Could you return every record below without changing a word?
┌────────
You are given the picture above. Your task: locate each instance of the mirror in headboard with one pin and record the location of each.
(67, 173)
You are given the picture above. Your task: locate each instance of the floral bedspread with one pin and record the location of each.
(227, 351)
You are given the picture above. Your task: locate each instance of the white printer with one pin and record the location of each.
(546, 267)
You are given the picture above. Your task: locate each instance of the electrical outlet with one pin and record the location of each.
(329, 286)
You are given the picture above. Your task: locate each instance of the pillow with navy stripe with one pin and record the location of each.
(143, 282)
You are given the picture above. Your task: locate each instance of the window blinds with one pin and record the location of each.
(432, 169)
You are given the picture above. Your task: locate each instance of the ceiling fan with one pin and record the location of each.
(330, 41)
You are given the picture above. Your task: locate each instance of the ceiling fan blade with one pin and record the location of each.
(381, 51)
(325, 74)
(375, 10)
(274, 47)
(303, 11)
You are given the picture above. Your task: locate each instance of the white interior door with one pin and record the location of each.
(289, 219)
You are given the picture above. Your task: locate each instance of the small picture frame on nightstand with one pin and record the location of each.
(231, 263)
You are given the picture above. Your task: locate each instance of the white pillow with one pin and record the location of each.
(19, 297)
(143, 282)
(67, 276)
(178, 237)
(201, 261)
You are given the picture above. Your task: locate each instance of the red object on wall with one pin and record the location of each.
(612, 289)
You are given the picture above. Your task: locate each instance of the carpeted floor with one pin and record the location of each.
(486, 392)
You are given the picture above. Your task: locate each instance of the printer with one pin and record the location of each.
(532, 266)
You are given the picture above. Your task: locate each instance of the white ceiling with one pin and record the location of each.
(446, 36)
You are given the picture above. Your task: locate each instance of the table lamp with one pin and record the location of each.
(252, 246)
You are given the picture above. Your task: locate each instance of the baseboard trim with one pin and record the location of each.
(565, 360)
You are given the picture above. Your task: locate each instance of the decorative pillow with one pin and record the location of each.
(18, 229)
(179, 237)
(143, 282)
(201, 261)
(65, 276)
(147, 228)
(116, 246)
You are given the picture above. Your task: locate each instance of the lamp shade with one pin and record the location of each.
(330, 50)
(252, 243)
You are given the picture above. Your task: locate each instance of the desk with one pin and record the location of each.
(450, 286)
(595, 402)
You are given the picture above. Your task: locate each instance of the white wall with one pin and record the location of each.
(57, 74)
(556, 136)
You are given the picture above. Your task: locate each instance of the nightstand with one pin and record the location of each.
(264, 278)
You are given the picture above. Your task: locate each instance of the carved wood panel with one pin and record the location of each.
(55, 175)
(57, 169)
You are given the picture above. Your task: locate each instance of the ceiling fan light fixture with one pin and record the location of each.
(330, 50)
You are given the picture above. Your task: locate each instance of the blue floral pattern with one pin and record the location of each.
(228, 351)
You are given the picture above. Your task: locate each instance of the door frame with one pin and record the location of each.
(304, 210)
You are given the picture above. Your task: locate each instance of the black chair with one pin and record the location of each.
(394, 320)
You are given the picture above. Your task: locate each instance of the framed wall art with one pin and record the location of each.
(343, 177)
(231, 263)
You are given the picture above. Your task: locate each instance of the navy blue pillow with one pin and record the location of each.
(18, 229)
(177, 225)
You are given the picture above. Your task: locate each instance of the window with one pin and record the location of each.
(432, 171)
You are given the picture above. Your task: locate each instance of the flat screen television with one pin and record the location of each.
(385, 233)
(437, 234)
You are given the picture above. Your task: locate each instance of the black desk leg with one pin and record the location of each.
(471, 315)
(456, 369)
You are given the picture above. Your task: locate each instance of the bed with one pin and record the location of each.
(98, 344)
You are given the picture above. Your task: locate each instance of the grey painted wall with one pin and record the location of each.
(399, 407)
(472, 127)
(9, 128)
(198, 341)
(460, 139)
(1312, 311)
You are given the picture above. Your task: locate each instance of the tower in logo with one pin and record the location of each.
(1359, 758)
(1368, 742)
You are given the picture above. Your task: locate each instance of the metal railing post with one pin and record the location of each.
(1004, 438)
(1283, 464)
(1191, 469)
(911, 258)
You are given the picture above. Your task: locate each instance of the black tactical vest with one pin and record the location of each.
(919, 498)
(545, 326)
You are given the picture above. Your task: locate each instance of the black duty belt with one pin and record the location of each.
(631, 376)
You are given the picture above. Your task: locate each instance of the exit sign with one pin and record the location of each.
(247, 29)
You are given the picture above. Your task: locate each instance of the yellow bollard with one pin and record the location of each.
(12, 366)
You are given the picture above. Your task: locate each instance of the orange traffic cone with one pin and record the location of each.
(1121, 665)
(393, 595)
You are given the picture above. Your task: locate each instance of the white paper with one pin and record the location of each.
└────────
- _RESULT OF THIS TASK_:
You are given the picture above. Your task: locate each instance of the mirror in headboard with one pin and record the location of each.
(67, 173)
You are given the picture above. Your task: locate each instance of the floral bedspread with one pin and record the location of each.
(227, 351)
You are given the picture above. Your task: locate each instance of the white printer with one pin and record the location of each.
(546, 267)
You are given the picture above. Your task: locate each instance of the electrical outlet with one pin and record the location of each.
(329, 286)
You are given the picture above. Your task: locate each instance of the pillow with navy stripe with one pin and record the location of each.
(143, 282)
You are given the picture above. Your task: locate each instance of the window blinds with one pin and record the location of each.
(432, 169)
You are given the picture above. Your task: locate each instance of the ceiling fan with one pin and record the location of each.
(330, 41)
You are given the picture above. Your task: locate each instance of the ceiling fan blade with one pin and record the location of each.
(381, 51)
(325, 74)
(375, 10)
(274, 47)
(303, 11)
You are given the picture above. Your task: locate each instance of the white interior door with one pin and record the location of each.
(289, 219)
You are given the picture above. Your task: locate each instance of the small picture frame on nightstand with one pin and record the location of each.
(231, 263)
You are given the picture above. Your task: locate each instance of the white pillow with one pin and record the location of each.
(19, 297)
(143, 282)
(67, 276)
(178, 237)
(201, 261)
You are given the picture above. Your task: locate each instance of the red object on wall with one pin and record the location of each.
(612, 289)
You are given the picture above. Your task: locate each instance of the carpeted floor with one pin and record the location of each.
(486, 392)
You are given the picture above. Your task: locate each instance of the printer with one pin and record the location of each.
(532, 266)
You are given the picture above. Your task: locate each instance of the white ceiling with one pin and record the location of each.
(446, 36)
You are given the picture above. Your task: locate each instance of the table lamp with one pin and record the location of each.
(252, 246)
You are given the picture above. Your task: locate each instance of the baseboard trim with one pin and record the location of each.
(565, 360)
You are given the picture above. Your task: locate each instance of the decorative pillow with one pin and record the location of each.
(18, 229)
(179, 237)
(143, 282)
(201, 261)
(65, 276)
(147, 228)
(116, 246)
You are given the picture above. Your task: locate each instance of the lamp shade with one pin and record the location of each.
(330, 50)
(252, 243)
You are given the picture above. Your task: locate each instance of the desk with one pin and record the location of each.
(450, 286)
(595, 402)
You are given the picture above. Your task: locate each instance of the white wall with one pin and record the location of each.
(57, 74)
(556, 136)
You are given the picture above. Your task: locate each instance of the nightstand with one pin and record the location of each.
(264, 278)
You are given the picture above. Your task: locate each instance of the carved wood panel with one pin and record the location of each.
(55, 175)
(57, 169)
You are given the picture above. Your task: locate each instance of the ceiling fan light fixture with one pin and record the location of each.
(330, 50)
You are given the picture above. Your task: locate each instance of the blue floral pattern with one pin and record the location of each.
(228, 351)
You are given the picture above. Your task: locate each instance of the door frame with one pin and record the location of each.
(304, 210)
You are given the picture above. Your task: locate each instance of the black chair with one pin and record the location of each.
(394, 320)
You are given the picture above. Your task: locate each instance of the framed wall art with one pin and record the location of each.
(343, 177)
(231, 263)
You are given the picture above. Your task: locate each instance of the navy blue pillow with one pin and record the location of each.
(18, 229)
(177, 225)
You are given the picture above. Your task: locate each instance of the window with one pin and record the location of each.
(432, 171)
You are given the picture above. Your task: locate each instance of the flat screen television with one pin and record the location of each.
(385, 233)
(437, 234)
You are given the picture above. Your task: locate each instance of the black desk leg with one pin and record the location of each.
(471, 315)
(456, 369)
You are given the picture above. Your task: locate each instance of the bed with one pin and record the location of each.
(98, 344)
You are given the picture above. Your task: locate each instance of the grey painted wall with one pin and record the location of each.
(399, 407)
(472, 127)
(9, 128)
(198, 341)
(460, 139)
(1312, 311)
You are given the picture above. Your task: locate each instance of the tower in logo with one pin and record the location of each.
(1359, 758)
(1368, 742)
You are given the picture above. Your task: locate each instance of the metal railing post with one pin and record the location of each.
(1004, 438)
(1283, 464)
(1191, 469)
(911, 258)
You are given the picture above. Your task: locate each instance of the black tactical vest with one pin and record the location of each.
(919, 498)
(545, 326)
You are given the picture above. Your task: locate each instance of the black duty belt with one pin and record the location of each.
(631, 376)
You are given the picture above. Your task: locate each instance of the exit sign with one pin and record the location of each.
(247, 29)
You are given the picture above. Your task: locate each instance of the yellow bollard with one pin and record the location of each.
(12, 366)
You are given the picture above. Your task: locate each instance of the orange traffic cone with one pin and record the location of each.
(1121, 665)
(393, 595)
You are given the picture above. Your task: locate each instance of the white paper with one pin and record the location of each.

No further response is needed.